Extraits d'un jeu de données de détection:

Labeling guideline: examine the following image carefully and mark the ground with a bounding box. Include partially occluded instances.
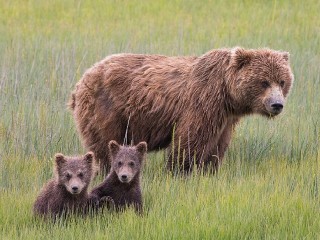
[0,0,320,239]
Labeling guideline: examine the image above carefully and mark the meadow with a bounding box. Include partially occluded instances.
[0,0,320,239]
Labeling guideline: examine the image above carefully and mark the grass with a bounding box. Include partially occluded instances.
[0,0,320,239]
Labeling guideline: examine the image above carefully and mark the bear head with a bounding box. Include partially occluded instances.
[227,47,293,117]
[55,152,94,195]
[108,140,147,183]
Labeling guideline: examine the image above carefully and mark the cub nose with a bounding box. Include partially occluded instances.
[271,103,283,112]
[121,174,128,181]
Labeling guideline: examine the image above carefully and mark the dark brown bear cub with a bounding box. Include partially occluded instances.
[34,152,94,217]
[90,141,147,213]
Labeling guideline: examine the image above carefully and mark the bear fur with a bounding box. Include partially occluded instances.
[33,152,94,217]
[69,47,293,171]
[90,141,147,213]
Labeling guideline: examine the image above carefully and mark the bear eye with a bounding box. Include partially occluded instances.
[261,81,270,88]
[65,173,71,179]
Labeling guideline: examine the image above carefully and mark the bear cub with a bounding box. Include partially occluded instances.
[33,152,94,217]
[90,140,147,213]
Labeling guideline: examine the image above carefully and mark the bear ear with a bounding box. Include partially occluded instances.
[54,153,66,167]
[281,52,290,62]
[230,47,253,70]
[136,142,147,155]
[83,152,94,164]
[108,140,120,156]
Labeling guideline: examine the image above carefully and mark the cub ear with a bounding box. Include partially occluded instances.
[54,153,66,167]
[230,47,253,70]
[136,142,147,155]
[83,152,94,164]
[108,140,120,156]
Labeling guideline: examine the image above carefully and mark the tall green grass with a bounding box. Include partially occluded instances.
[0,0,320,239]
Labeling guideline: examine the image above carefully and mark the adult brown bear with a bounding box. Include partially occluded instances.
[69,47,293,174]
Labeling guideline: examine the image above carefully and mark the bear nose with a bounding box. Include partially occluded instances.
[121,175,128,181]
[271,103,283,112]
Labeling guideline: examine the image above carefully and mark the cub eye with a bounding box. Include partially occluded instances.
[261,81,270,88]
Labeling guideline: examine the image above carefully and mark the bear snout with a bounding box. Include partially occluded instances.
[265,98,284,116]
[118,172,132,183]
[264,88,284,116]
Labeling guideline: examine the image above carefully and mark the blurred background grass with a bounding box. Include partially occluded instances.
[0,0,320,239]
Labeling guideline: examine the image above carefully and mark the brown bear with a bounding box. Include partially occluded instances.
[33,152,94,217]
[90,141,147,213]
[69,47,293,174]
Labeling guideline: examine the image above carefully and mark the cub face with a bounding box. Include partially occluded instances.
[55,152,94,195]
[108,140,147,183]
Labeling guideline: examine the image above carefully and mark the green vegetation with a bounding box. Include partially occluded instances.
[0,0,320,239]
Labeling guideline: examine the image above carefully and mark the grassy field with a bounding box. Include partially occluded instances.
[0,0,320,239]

* * *

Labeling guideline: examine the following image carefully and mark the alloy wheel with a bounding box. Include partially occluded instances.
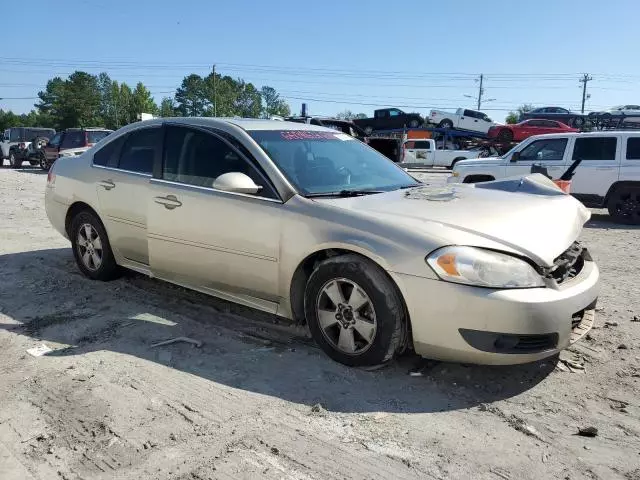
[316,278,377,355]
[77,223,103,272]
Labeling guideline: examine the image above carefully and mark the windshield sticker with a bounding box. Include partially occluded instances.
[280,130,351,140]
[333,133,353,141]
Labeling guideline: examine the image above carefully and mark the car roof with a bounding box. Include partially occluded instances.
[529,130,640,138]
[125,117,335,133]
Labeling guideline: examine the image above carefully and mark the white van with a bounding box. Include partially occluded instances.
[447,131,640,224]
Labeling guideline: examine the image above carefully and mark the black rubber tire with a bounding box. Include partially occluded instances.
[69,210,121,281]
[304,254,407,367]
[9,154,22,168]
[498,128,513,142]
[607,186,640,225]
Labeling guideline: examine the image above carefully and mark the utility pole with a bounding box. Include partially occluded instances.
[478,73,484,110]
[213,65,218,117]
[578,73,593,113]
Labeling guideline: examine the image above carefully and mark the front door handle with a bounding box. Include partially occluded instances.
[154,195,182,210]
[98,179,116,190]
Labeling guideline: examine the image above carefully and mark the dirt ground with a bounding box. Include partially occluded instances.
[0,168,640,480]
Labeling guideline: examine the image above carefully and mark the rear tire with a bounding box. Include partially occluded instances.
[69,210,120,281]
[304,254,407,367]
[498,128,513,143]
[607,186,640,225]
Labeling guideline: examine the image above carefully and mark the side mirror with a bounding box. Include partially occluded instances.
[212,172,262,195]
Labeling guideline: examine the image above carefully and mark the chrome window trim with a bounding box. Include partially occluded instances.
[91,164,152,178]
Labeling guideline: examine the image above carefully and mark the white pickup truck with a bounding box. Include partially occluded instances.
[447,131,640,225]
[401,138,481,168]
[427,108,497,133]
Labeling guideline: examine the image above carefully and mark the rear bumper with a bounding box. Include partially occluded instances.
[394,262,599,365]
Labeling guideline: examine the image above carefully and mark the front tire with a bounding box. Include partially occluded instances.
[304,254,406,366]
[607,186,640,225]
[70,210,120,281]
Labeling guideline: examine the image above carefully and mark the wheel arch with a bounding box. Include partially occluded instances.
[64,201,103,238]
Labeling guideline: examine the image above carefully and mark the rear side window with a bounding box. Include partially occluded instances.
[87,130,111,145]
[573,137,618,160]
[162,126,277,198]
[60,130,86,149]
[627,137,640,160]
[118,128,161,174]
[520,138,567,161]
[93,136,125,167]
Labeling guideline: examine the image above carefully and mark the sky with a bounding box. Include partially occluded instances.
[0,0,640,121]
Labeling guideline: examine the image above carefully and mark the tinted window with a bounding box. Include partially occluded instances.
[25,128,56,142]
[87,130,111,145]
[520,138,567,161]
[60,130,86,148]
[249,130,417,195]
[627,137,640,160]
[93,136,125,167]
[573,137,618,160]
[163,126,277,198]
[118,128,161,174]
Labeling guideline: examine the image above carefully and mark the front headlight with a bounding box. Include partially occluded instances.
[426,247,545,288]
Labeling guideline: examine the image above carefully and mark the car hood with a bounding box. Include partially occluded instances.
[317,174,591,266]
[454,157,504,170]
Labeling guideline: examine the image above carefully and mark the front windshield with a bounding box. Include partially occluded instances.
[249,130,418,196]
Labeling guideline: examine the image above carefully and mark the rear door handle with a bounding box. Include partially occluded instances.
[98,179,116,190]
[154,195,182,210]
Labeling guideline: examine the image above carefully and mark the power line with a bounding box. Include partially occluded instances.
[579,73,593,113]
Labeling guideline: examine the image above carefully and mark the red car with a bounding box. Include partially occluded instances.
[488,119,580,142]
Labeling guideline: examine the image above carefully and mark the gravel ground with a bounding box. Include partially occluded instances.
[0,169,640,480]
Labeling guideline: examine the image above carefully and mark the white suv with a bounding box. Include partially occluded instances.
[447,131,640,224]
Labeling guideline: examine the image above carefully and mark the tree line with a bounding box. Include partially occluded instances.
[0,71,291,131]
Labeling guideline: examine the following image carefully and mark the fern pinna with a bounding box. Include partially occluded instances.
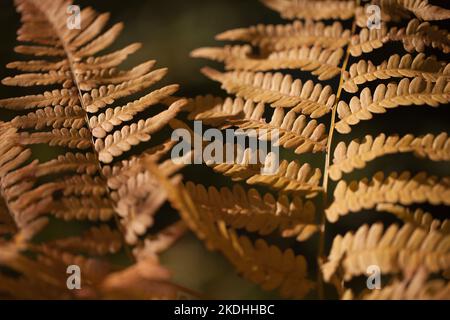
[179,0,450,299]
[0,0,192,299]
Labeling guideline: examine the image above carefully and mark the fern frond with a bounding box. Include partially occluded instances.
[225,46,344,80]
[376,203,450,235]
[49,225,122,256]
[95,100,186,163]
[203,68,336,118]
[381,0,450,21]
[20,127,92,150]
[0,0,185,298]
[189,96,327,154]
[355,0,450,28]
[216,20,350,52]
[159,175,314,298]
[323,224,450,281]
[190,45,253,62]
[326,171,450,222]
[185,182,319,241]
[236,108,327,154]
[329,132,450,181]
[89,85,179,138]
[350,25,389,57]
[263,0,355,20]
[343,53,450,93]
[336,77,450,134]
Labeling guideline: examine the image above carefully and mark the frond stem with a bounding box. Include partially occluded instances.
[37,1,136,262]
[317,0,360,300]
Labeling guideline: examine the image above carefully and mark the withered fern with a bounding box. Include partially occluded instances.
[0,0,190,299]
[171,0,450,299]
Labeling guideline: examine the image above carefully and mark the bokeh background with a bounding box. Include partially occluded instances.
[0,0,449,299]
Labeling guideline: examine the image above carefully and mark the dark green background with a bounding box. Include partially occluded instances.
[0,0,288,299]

** Consigne **
Recopiez mot pour mot le passage de la liste qui commence à la ligne contenant « mark the ground » et finit à la ligne contenant « [121,174,128,181] », ces deux lignes comprises. Laissez les images de côté dans votre réponse.

** Résultat **
Labeling guideline: examine the following image carefully and mark the ground with a bounding box. Include partially occluded instances.
[0,0,320,239]
Labeling guideline: examine the image above carefully and mark the meadow with a bounding box. Include partially occluded instances.
[0,0,320,239]
Labeling guideline: examine the image above carefully and mark the grass with a bounding box. Include partially occluded instances.
[0,0,320,239]
Labeling guideline: examine the image above carefully and mark the bear head with a bounding box. Include partially occluded instances.
[227,47,293,117]
[55,152,94,195]
[108,140,147,183]
Labeling guideline: examine the image above carefully and mark the cub nose with a bounding box. Include partially occluded instances.
[271,103,283,112]
[121,174,128,181]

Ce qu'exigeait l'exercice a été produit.